Ask me about the GAF Notebook
1st up Early in the Day Mozilla...

Mozilla and Samsung Collaborate on Next Generation Web Browser Engine



Mozilla’s mission is about advancing the Web as a platform for all. At Mozilla Research, we’re supporting this mission by experimenting with what’s next when it comes to the core technology powering the Web browser. We need to be prepared to take advantage of tomorrow’s faster, multi-core, heterogeneous computing architectures. That’s why we’ve recently begun collaborating with Samsung on an advanced technology Web browser engine called Servo.

Servo is an attempt to rebuild the Web browser from the ground up on modern hardware, rethinking old assumptions along the way. This means addressing the causes of security vulnerabilities while designing a platform that can fully utilize the performance of tomorrow’s massively parallel hardware to enable new and richer experiences on the Web. To those ends, Servo is written in Rust, a new, safe systems language developed by Mozilla along with a growing community of enthusiasts.

We are now pleased to announce with Samsung that together we are bringing both the Rust programming language and Servo, the experimental web browser engine, to Android and ARM. This is an exciting step in the evolution of both projects that will allow us to start deeper research with Servo on mobile. Samsung has already contributed an ARM backend to Rust and the build infrastructure necessary to cross-compile to Android, along with many other improvements. You can try this now by downloading the code from Github, but it’s just the beginning.

**Record set**
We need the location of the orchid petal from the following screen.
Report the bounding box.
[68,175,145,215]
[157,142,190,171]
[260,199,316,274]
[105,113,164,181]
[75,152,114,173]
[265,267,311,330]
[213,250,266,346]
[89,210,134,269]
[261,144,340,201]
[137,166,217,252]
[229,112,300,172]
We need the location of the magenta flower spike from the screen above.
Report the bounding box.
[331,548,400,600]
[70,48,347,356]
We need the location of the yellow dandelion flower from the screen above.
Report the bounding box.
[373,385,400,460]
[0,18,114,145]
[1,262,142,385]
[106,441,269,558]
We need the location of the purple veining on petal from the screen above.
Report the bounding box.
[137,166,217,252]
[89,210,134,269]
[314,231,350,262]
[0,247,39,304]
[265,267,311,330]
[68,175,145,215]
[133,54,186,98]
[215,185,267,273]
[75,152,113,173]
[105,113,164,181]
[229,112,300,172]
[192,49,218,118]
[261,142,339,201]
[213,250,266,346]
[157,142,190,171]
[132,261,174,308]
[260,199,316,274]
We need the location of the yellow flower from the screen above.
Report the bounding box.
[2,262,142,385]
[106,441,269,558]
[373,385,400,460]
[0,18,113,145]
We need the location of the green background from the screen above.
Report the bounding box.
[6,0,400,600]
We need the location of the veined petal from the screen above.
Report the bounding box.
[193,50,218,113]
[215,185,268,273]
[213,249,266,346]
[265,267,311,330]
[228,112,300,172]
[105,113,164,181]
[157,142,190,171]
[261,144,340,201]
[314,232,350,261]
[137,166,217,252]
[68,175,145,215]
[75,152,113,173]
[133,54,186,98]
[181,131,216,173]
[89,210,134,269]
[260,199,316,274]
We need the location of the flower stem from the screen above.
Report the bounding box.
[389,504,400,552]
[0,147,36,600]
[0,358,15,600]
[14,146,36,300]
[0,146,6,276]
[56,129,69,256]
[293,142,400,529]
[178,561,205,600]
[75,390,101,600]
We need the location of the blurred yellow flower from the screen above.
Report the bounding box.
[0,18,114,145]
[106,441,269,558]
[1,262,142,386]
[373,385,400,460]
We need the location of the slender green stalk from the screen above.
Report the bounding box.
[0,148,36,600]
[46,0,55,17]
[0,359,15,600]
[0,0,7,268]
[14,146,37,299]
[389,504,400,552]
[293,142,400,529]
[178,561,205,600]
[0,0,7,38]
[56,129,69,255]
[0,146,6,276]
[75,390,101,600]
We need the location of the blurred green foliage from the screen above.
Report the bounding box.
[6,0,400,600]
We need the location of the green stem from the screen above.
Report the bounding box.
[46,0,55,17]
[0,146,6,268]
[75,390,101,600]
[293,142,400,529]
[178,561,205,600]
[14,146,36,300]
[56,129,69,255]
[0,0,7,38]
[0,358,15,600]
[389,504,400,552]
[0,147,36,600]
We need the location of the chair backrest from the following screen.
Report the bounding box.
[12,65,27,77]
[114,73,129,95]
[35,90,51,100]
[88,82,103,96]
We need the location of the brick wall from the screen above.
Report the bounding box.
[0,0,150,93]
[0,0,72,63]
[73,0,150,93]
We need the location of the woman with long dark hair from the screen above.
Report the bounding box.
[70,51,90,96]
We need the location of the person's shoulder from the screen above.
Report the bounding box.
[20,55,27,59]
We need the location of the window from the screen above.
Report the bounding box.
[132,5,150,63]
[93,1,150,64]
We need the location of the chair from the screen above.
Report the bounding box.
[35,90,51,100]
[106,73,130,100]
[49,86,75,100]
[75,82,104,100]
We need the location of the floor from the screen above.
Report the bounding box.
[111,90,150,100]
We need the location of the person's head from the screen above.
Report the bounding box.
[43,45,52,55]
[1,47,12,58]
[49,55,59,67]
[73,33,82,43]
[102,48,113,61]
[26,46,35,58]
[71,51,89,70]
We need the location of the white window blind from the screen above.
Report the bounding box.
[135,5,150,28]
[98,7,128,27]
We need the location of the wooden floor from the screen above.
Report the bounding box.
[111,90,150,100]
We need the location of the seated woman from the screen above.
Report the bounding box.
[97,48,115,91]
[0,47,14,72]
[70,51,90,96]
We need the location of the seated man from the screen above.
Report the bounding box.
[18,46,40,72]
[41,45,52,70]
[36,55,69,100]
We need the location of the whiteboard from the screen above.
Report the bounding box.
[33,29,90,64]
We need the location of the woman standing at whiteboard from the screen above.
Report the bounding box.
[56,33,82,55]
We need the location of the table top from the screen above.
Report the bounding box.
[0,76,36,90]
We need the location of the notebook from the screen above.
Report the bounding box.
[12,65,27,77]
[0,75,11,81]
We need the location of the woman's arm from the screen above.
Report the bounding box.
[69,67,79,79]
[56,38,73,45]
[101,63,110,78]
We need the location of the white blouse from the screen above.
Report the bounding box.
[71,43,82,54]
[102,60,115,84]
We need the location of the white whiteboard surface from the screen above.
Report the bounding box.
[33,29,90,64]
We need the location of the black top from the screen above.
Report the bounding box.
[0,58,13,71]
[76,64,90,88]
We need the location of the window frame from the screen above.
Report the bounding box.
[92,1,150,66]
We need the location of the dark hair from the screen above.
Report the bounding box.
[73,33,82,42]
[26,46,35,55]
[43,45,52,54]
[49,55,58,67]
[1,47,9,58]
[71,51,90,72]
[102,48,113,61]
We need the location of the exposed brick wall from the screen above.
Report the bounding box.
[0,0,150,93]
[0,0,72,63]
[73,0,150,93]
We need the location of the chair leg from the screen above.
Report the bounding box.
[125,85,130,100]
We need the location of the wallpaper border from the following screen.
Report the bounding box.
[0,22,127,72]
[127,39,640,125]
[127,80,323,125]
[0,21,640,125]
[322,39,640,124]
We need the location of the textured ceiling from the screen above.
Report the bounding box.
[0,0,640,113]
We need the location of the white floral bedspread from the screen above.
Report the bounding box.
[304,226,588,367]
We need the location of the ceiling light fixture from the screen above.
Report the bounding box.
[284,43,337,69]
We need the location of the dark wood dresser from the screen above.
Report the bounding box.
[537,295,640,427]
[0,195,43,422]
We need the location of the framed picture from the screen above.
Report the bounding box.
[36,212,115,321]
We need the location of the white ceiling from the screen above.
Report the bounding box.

**The tasks**
(a) Answer these questions using the Mozilla announcement about Servo, not the lines:
(i) Which company is Mozilla collaborating with on Servo?
(ii) In what language is Servo written?
(iii) What has Samsung already contributed to Rust?
(b) Write a continuation of the Mozilla announcement about Servo, beginning after its final sentence.

**The replies**
(a)
(i) Samsung.
(ii) Rust, a new, safe systems language developed by Mozilla along with a growing community of enthusiasts.
(iii) An ARM backend and the build infrastructure needed to cross-compile to Android, along with many other improvements.

(b)
Rust, which today reached v0.6, has been in development for several years and is rapidly approaching stability. It is intended to fill many of the same niches that C++ has over the past decades, with efficient high-level, multi-paradigm abstractions, and offers precise control over hardware resources. But beyond that, it is *safe by default*, preventing entire classes of memory management errors that lead to crashes and security vulnerabilities. Rust also features lightweight concurrency primitives that make it easy for programmers to leverage the power of the many CPU cores available on current and future computing platforms.

In the coming year, we are racing to complete the first major revision of Rust – cleaning up, expanding and documenting the libraries, building out our tools to improve the user experience, and beefing up performance. At the same time, we will be putting more resources into Servo, trying to prove that we can build a fast web browser with pervasive parallelism, and in a safe, fun language. We, along with our friends at Samsung will be increasingly looking at opportunities on mobile platforms. Both of these efforts are still early stage projects and there’s a lot to do yet, so now is a good time to get involved.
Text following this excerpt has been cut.